你能从最后一句之后，接着续写这段回忆公社年代艰苦生活的文字吗？

===== 文档片段 =====

度过了艰难的一九七六年,转过年来逐渐好转了,可以吃上大豆腐和鸡蛋了,偶尔有山东家邮来的花生米、小海米了。但那时正在“大批资本主义,大干社会主义”,“宁要社会主义的草,不要资本主义的苗”,农民多养鸡、多种点自留地,小片荒都是资本主义,都要挨批或没收。院子里的角瓜秧爬了出来,向日葵伸到了杖子外,都是“资本主义”的产物。所以农民的生活仍然很艰苦。情绪低落的农民便用消极怠工,出工不出力,吃“大锅饭”来消极对待,社会生产力受到了极大的压抑,已经运行到了最低点。
难忘的“批条子”
不仅农村社员生活艰苦,与其同在一个公社村屯居住的社职职工,也就是什么供销社、粮食所、卫生院、邮电局、信用社、畜牧站等一些基层服务单位的职工,日子同样也不好过,每月只供应几斤米,几斤面,几两油。上级领导来了,要在公社食堂就餐,这可难为坏了,往供销社批条子,一个猪肉罐头,一个鱼罐头,一个豆瓣猪手罐头,一个水果罐头,一斤散白酒,半斤白糖……再往粮食所批条子:大米二斤,白面三斤。食堂管理员匆忙拿着这些条子去采买。所以当时兴隆公社便成为传遍全县的“罐头公社”。外加一个“刨豆腐”、“炒土豆丝”,这道菜系一直坚持了许多年。生产队的“五保户”、“贫困户”、“重病户”,开上生产队的介绍信,队长签名盖章,公社书记每次只给批三斤大米或五斤白面,用背来的玉米兑换。兴隆水库“大会战”,上千人一干就是十多天,全由公社负担伙食。每天中午要用批回来的二、三袋白面蒸干粮,给前来参加会战的社员吃,馒头不是纯的,是白面加玉米面,白的少,黄的多。每到开饭时,我都召集公社干部开会,不是总结就是安排,大约半小时散会再吃饭。为的是推迟吃饭的时间,把白面让给社员吃,我们吃玉米面的“窝窝头”。灶台跟蹲着一个小“盲流”(即没有户口的外来人员),在那就着咸菜疙瘩啃窝头,上前一问,他说他是做饭的。为什么不吃馒头?“大旱三年饿不死厨子”嘛!他说他不在一线装车推土,在后勤干,所以不能吃。此时此景,真叫我百感交替,心中酸痛,多么朴实的农民风格。农民兴修水利的活计很累,劳动量大,推着小车运土运石,一天能跑上七、八十里。晚上放工时,有的社员和干部回家,七、八里地要走二个小时,中间歇上好几气。

===== 所给条目 =====

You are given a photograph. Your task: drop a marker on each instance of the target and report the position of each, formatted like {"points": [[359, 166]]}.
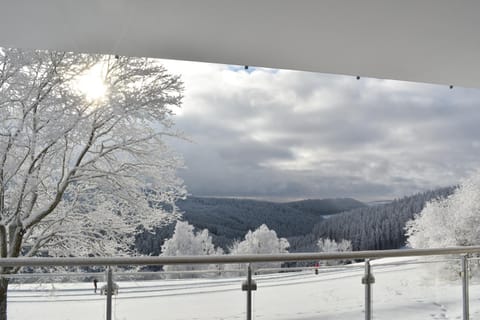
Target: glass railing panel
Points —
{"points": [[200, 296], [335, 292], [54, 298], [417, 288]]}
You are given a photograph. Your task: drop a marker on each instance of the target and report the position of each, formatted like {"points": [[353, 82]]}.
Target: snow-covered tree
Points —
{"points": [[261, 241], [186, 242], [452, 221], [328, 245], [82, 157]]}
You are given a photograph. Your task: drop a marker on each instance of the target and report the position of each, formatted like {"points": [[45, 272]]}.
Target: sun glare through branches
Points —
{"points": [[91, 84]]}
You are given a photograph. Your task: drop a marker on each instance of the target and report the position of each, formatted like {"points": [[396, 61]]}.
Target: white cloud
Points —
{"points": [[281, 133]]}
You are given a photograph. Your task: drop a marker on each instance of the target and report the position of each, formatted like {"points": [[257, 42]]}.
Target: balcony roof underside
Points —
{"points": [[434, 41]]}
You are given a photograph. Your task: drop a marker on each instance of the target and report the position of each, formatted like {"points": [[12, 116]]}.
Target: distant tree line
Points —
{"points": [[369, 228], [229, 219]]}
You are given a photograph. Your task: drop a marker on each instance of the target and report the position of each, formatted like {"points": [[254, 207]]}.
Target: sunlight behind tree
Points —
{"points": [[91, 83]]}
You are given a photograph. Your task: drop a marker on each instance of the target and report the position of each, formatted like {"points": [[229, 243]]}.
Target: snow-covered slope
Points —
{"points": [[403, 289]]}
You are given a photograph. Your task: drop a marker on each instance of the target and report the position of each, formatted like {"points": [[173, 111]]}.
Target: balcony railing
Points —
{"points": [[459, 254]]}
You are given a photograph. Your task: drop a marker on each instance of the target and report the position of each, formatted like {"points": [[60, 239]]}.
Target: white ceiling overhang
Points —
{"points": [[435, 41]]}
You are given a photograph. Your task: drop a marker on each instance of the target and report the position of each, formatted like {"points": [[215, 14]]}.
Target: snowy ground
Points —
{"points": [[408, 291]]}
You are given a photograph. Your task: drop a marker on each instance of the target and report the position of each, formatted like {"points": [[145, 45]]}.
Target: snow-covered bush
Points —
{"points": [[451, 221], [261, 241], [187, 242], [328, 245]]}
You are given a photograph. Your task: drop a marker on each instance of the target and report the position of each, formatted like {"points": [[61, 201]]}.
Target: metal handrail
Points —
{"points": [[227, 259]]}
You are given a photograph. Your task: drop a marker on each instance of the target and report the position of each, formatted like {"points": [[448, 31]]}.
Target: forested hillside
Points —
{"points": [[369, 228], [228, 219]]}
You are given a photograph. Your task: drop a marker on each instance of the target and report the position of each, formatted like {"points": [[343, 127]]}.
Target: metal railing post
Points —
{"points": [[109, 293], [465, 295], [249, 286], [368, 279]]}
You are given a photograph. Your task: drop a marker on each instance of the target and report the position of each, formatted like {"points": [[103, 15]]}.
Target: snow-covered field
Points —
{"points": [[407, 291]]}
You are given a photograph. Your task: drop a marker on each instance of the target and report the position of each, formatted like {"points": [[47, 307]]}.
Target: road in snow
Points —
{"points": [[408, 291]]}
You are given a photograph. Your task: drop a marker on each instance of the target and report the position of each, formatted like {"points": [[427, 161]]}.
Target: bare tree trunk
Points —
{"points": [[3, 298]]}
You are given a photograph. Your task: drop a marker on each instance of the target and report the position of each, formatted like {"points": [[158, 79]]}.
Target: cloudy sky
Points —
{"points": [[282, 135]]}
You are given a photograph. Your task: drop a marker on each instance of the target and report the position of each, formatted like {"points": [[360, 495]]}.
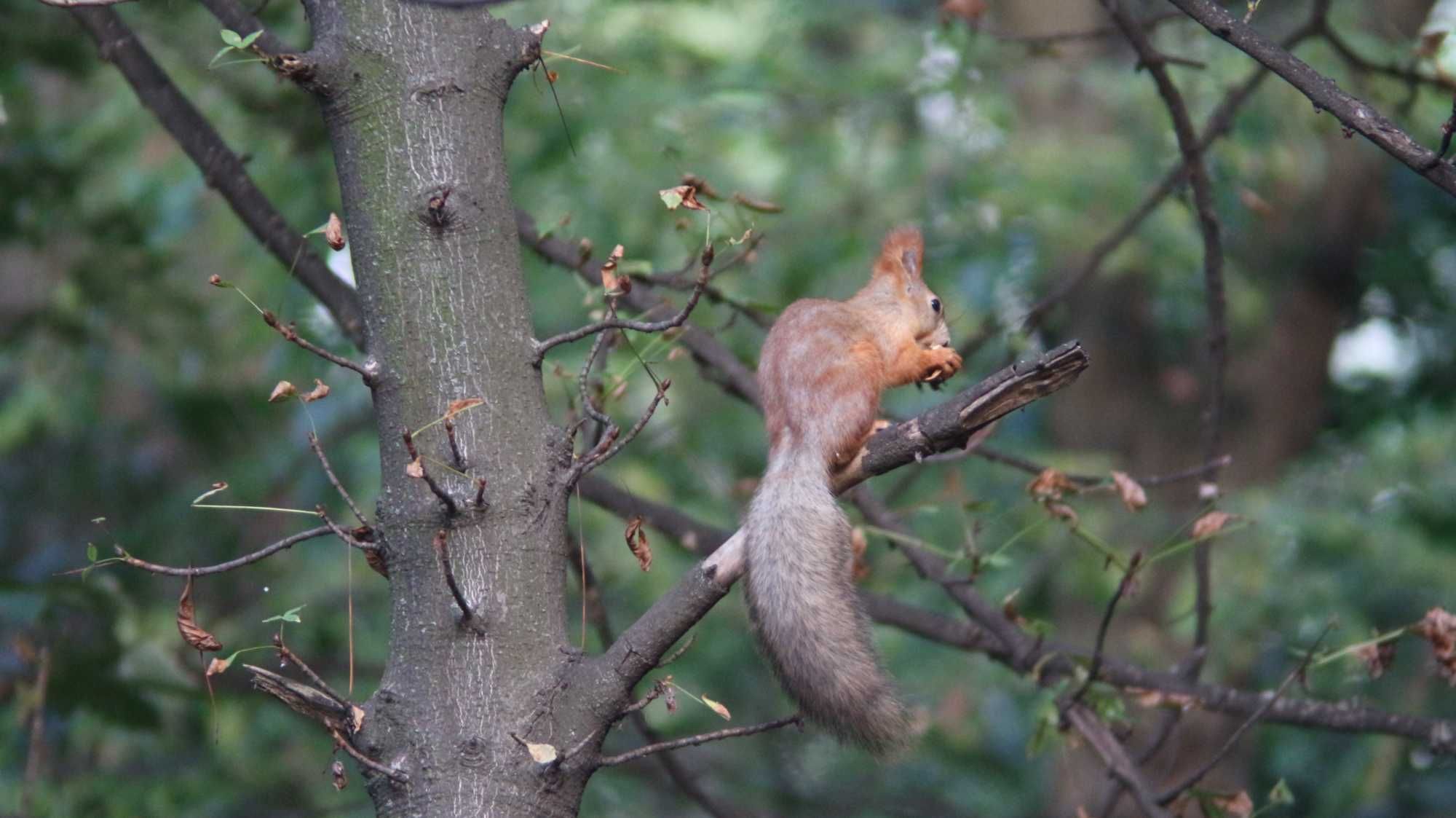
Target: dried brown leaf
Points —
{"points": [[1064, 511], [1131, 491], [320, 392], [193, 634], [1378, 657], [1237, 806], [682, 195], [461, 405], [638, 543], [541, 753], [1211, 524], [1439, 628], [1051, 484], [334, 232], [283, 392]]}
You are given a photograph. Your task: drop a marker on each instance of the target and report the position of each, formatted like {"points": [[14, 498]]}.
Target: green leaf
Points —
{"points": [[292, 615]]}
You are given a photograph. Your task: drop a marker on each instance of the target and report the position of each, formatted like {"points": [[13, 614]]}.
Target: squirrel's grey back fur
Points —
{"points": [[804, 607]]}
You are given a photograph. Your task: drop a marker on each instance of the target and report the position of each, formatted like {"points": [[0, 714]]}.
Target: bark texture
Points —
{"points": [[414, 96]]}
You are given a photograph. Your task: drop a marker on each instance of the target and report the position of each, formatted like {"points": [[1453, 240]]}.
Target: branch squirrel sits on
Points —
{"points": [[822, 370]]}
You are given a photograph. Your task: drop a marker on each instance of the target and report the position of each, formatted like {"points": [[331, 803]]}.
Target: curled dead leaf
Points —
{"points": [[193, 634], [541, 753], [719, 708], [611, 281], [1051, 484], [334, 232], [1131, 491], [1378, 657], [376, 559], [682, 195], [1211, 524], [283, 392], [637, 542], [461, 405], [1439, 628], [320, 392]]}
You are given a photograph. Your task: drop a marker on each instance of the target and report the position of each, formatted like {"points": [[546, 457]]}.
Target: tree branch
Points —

=====

[正确答案]
难忘的“福利田”
当时的公社干部不仅工作艰苦,常年下乡,扔下老婆孩子照顾不上,而且生活也非常艰苦,家人也一同与其分担这种极重的生活压力。为了缓解这种困苦状态,我们自力更生、艰苦奋斗,自己种地,自己搞福利。利用春耕结束后放农忙假时间,联系附近林场参后的闲置地,种大豆、种玉米、种向日葵。这些干部都是行家里手,扶犁打垅,点籽播种,都是科学种田,也计工日,按劳分配。中午时,食堂炊事员挑着“豆腐汤”、“大煎饼”,翻山越岭七、八里地来送午饭,大家虽累犹兴,乐在其中。秋后每人分得一些粮食和瓜子,大部分卖到粮食所,用卖粮款买回了胶鞋和劳动服,每人还发了一台当时100多元钱的熊猫牌半导体收音机,走到哪儿都响。夏锄的农忙假时,组织体力好的公社干部走进深山密林,采集“薇菜”这种山野菜,就地埋锅蒸煮,晒干加工后卖给供销社,每人分得百元以上,再留一部分春节时搞福利。进入腊月二十四,小年后放假了,公社干部分二个专业队,进山打狍子狩猎,斧劈河冰抓蛤蟆,互助互利打烧柴,也是苦中有乐,其乐融融哩。
难忘的“十一轮”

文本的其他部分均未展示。